Point-per-instance localization data:
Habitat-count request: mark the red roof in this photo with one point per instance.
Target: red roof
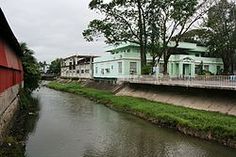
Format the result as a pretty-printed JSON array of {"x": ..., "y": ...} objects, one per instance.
[{"x": 7, "y": 35}]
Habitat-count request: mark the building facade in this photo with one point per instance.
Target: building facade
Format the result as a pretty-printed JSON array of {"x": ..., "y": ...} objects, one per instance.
[
  {"x": 123, "y": 61},
  {"x": 190, "y": 60},
  {"x": 77, "y": 66},
  {"x": 11, "y": 73},
  {"x": 119, "y": 62}
]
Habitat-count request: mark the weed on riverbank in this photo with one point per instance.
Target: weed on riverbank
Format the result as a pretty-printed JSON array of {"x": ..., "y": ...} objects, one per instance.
[
  {"x": 203, "y": 124},
  {"x": 23, "y": 123}
]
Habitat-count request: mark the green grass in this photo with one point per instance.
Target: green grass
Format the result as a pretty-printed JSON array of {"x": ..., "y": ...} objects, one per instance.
[{"x": 219, "y": 126}]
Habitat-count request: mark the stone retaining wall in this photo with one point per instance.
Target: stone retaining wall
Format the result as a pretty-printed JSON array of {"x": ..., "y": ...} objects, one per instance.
[{"x": 203, "y": 99}]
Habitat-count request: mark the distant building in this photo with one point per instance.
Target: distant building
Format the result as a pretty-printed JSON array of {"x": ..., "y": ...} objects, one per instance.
[
  {"x": 11, "y": 73},
  {"x": 44, "y": 67},
  {"x": 189, "y": 60},
  {"x": 124, "y": 61},
  {"x": 77, "y": 66}
]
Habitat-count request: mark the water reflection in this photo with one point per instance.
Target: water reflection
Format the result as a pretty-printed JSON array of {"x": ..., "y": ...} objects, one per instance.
[
  {"x": 71, "y": 125},
  {"x": 23, "y": 126}
]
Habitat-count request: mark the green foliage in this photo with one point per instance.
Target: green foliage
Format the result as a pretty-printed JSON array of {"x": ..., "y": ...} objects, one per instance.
[
  {"x": 222, "y": 23},
  {"x": 55, "y": 66},
  {"x": 31, "y": 68},
  {"x": 145, "y": 22},
  {"x": 219, "y": 125}
]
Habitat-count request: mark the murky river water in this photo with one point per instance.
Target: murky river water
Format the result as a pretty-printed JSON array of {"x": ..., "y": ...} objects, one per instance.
[{"x": 73, "y": 126}]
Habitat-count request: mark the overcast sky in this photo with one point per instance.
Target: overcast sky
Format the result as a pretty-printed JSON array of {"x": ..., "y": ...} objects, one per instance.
[{"x": 52, "y": 28}]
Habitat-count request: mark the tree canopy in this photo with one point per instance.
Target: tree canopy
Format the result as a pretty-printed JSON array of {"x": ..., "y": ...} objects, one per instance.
[{"x": 149, "y": 23}]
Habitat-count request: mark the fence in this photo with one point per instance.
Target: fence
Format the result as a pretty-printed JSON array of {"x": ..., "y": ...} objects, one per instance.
[{"x": 217, "y": 81}]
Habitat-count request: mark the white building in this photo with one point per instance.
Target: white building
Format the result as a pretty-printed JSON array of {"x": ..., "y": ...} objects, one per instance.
[{"x": 77, "y": 66}]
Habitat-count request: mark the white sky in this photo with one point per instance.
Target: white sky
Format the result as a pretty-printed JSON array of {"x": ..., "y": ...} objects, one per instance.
[{"x": 52, "y": 28}]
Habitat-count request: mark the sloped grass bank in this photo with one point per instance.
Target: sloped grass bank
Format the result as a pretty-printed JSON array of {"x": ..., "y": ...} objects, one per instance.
[{"x": 202, "y": 124}]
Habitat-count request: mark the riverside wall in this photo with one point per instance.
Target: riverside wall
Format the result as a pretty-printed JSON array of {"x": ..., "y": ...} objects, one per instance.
[{"x": 223, "y": 101}]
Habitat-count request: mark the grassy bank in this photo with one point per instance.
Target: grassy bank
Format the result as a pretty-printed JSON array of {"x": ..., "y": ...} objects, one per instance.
[
  {"x": 203, "y": 124},
  {"x": 23, "y": 123}
]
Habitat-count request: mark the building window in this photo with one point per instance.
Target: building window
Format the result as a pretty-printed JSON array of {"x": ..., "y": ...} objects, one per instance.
[
  {"x": 86, "y": 70},
  {"x": 219, "y": 70},
  {"x": 107, "y": 70},
  {"x": 206, "y": 67},
  {"x": 133, "y": 68},
  {"x": 119, "y": 67},
  {"x": 161, "y": 68}
]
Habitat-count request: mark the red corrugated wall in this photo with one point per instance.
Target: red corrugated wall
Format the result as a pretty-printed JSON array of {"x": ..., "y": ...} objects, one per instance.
[{"x": 11, "y": 71}]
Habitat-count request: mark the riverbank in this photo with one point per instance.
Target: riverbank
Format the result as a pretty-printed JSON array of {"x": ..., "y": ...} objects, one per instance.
[
  {"x": 14, "y": 143},
  {"x": 206, "y": 125}
]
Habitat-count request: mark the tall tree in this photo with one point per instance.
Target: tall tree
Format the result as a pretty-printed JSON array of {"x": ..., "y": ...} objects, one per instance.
[
  {"x": 146, "y": 22},
  {"x": 221, "y": 23},
  {"x": 176, "y": 17},
  {"x": 31, "y": 68}
]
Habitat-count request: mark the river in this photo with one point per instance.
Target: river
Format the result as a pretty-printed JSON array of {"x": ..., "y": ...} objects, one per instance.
[{"x": 73, "y": 126}]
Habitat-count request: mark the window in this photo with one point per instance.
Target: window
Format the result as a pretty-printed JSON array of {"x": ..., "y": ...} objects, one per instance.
[
  {"x": 119, "y": 67},
  {"x": 161, "y": 68},
  {"x": 219, "y": 70},
  {"x": 107, "y": 70},
  {"x": 133, "y": 68},
  {"x": 206, "y": 67},
  {"x": 198, "y": 69},
  {"x": 70, "y": 67}
]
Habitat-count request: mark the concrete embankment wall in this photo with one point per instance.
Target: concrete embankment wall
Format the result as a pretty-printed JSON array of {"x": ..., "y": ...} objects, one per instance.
[
  {"x": 203, "y": 99},
  {"x": 8, "y": 107}
]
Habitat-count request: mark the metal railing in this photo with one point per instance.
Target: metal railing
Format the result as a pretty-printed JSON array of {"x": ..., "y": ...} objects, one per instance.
[{"x": 217, "y": 81}]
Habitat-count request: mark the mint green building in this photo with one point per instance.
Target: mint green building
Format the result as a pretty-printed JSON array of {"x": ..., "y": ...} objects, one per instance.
[{"x": 123, "y": 61}]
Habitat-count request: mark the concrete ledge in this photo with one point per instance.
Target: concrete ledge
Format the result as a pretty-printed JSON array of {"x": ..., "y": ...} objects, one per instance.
[{"x": 223, "y": 101}]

WORK ORDER ::
Could you repeat, exactly and with nothing else, the lines from the first line of the records through the line containing "Target: building facade"? Leave out the pictures.

OUTPUT OF THE EXERCISE ::
Habitat-count request: mark the red roof in this photo with one point per instance.
Target: red roof
Format the result as a pretty-printed JSON array of {"x": ..., "y": ...} objects, one per instance.
[{"x": 7, "y": 35}]
Habitat-count request: mark the building facade in this photo with one point per instance.
Target: building facade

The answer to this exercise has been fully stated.